_WORK TO BE COMPLETED_
Translate this sentence from the article below on the Swarthmore protest pamphlets into Spanish: "Another student, going by the pseudonym Alex, said college officials are misrepresenting the phrases by deliberately taking them out of context."

begin PASSAGE TO READ

Taylor said the crosshairs in the image are superimposed on an empty space in the middle of the collage, not on anyone’s face — a decision they say was deliberate.

“It’s in between different portraits [so] it’s not threatening violence on a specific individual whatsoever,” they said, adding that such imagery is regularly found in “pop culture,” such as that used by the prominent hip-hop group Public Enemy. “What [the image] is saying is that these people are against the Swarthmore community. Their interests or investments are in opposition to what the public should stand for.”

The administration also zeroed in on another pamphlet, the full text of which reads: “If we wish to change anything, to agitate anything for Palestine, we must put our bodies on the line. The loss of the Hossam Shabat Liberated Zone was just the beginning of a new chapter of our struggle — one that will be necessarily more escalated, necessarily more violent.”

“Hossam Shabat Liberated Zone” refers to the protest encampment that was forcefully taken down last year. A student and a former student were arrested along with seven individuals unaffiliated with Swarthmore.

“It’s not advocating for people to make choices of violence, but rather accepting and understanding and being up-front that choices of peaceful resistance results in possible risk,” they said.

Another student, going by the pseudonym Alex, said college officials are misrepresenting the phrases by deliberately taking them out of context.

“It’s clear that they’re just trying to weaponize the language,” Alex said. “I think that their goal here is to censor students, to crack down on free speech.”

Free speech standards and the Code of Conduct

Craig Green, a law professor at Temple University and an expert on free speech, said the college administration seems to be  attempting to make the case that the literature had the potential to “incite violence.”

end PASSAGE TO READ
begin MATERIAL PROVIDED

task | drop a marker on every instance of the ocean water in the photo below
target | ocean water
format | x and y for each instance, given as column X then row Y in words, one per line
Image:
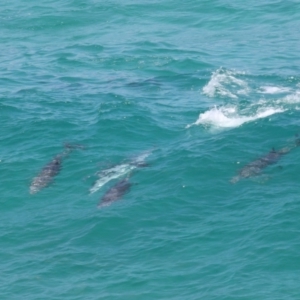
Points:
column 203, row 87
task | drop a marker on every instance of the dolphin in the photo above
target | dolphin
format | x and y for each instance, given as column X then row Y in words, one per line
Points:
column 119, row 170
column 254, row 168
column 45, row 177
column 115, row 192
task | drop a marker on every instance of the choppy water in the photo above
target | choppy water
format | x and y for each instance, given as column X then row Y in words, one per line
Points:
column 208, row 87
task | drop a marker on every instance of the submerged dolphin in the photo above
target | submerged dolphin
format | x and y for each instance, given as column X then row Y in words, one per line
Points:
column 119, row 170
column 45, row 177
column 254, row 168
column 115, row 192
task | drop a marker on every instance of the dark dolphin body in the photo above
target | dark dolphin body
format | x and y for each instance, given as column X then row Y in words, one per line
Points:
column 254, row 168
column 45, row 177
column 115, row 192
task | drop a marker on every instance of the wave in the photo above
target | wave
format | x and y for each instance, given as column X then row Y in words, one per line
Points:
column 245, row 99
column 226, row 83
column 229, row 117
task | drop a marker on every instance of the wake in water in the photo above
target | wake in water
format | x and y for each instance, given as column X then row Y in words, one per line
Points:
column 242, row 102
column 118, row 171
column 230, row 117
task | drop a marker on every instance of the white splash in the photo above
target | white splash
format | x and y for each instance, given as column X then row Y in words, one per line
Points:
column 273, row 90
column 225, row 83
column 228, row 117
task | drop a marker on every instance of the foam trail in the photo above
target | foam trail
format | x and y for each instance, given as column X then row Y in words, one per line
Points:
column 228, row 118
column 273, row 90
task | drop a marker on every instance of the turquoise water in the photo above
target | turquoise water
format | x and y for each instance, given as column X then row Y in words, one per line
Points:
column 206, row 87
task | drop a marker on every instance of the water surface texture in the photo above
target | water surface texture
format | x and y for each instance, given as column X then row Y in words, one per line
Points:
column 204, row 88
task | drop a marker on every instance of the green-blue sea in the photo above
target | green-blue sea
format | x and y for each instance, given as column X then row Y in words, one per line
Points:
column 199, row 100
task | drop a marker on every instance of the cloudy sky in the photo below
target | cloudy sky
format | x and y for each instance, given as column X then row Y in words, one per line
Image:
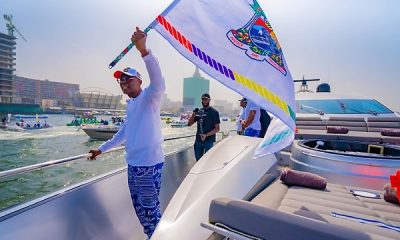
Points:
column 351, row 44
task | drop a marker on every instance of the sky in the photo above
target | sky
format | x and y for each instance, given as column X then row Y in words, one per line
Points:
column 351, row 44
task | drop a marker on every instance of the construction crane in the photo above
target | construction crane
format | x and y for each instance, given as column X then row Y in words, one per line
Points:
column 11, row 27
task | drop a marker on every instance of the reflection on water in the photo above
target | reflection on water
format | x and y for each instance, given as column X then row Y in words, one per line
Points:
column 29, row 147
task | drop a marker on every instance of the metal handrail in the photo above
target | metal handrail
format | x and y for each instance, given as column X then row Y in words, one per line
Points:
column 51, row 163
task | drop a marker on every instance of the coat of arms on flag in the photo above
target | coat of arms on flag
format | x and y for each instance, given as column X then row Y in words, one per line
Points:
column 233, row 42
column 258, row 39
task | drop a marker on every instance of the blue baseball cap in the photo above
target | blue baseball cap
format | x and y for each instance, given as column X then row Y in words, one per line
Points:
column 128, row 72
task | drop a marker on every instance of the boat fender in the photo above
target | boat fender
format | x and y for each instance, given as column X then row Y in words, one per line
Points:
column 337, row 130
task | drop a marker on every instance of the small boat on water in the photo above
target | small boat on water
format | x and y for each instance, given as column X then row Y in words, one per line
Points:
column 78, row 121
column 179, row 123
column 11, row 127
column 29, row 125
column 100, row 132
column 20, row 116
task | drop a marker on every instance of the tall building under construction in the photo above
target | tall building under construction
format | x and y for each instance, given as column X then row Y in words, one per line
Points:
column 7, row 67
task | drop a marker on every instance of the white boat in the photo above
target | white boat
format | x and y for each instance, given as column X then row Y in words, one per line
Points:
column 21, row 116
column 100, row 132
column 179, row 123
column 11, row 127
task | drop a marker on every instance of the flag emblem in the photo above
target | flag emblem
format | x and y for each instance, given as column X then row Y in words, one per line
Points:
column 259, row 40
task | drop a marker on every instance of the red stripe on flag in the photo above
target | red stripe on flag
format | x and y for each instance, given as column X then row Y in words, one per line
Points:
column 169, row 27
column 174, row 33
column 180, row 38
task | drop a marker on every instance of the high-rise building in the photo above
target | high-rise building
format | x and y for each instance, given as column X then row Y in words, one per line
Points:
column 7, row 67
column 193, row 88
column 33, row 91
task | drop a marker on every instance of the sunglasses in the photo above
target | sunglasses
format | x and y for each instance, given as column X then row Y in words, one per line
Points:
column 124, row 79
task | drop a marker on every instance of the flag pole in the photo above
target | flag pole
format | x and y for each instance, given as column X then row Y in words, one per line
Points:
column 146, row 30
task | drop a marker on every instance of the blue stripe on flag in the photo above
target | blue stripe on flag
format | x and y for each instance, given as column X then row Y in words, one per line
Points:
column 278, row 137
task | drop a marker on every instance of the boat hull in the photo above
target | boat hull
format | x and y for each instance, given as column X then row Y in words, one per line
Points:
column 100, row 134
column 227, row 170
column 99, row 208
column 343, row 168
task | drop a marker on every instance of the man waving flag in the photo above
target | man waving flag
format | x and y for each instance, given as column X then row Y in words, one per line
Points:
column 233, row 42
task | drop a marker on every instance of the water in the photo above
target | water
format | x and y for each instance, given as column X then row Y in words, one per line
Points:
column 18, row 149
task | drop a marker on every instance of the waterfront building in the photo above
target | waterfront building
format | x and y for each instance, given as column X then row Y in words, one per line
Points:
column 193, row 88
column 98, row 100
column 44, row 92
column 7, row 67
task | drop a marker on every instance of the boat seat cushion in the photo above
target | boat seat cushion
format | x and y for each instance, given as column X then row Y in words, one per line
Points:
column 318, row 205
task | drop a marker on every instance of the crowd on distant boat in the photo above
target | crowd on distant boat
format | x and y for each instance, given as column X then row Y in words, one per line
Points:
column 32, row 125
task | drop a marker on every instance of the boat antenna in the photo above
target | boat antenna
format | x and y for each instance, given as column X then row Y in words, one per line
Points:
column 304, row 85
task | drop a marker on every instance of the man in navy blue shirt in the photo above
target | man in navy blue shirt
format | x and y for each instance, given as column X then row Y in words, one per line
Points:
column 207, row 119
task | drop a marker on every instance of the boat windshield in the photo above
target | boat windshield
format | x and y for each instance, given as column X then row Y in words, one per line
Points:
column 342, row 106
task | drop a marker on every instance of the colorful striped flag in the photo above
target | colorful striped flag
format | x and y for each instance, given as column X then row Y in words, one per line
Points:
column 233, row 42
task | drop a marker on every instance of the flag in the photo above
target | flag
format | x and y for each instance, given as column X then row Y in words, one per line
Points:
column 233, row 42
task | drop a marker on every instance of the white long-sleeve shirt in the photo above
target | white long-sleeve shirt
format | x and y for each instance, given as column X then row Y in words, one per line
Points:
column 255, row 124
column 141, row 131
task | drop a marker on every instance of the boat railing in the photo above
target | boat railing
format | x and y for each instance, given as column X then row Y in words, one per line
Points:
column 51, row 163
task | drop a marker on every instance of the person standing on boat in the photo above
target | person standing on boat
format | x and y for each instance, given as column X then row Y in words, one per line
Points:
column 240, row 116
column 142, row 136
column 208, row 122
column 265, row 120
column 251, row 124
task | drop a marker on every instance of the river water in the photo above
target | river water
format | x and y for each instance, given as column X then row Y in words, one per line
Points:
column 18, row 149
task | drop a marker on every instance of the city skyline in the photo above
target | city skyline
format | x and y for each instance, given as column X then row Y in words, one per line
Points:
column 350, row 45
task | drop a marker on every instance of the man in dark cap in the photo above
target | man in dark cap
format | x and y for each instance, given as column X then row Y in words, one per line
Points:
column 240, row 116
column 207, row 119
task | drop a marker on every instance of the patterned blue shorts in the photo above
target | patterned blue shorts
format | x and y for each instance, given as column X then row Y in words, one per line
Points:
column 144, row 185
column 250, row 132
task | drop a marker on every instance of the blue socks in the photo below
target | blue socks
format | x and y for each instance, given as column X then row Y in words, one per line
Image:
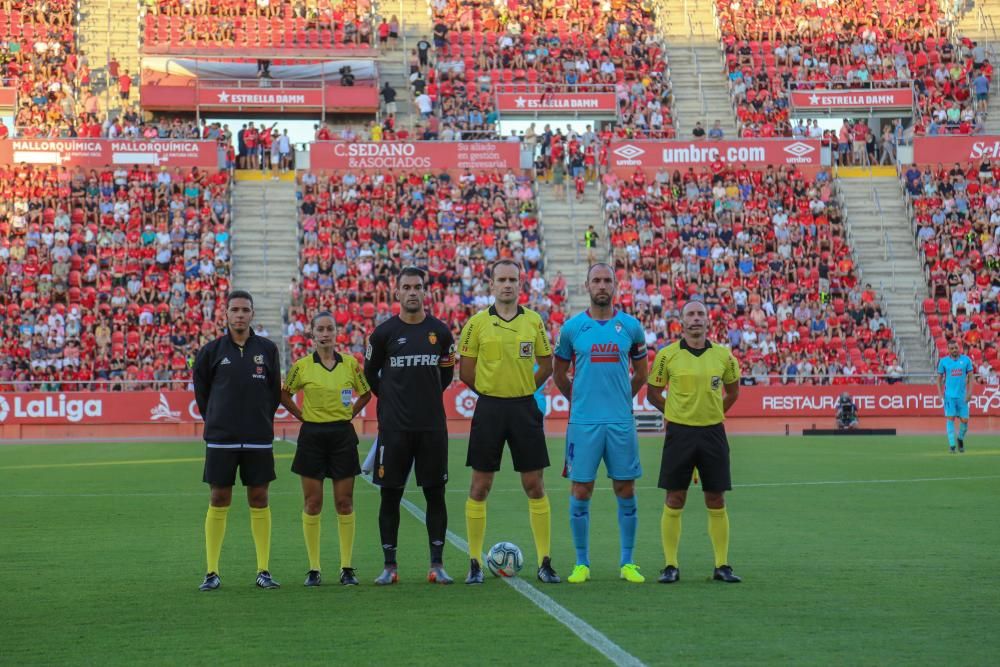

end MATERIAL PROVIDED

_WORKED SOLUTION_
Otro estudiante, que usa el seudónimo Alex, dijo que los funcionarios de la universidad están tergiversando las frases al sacarlas deliberadamente de contexto.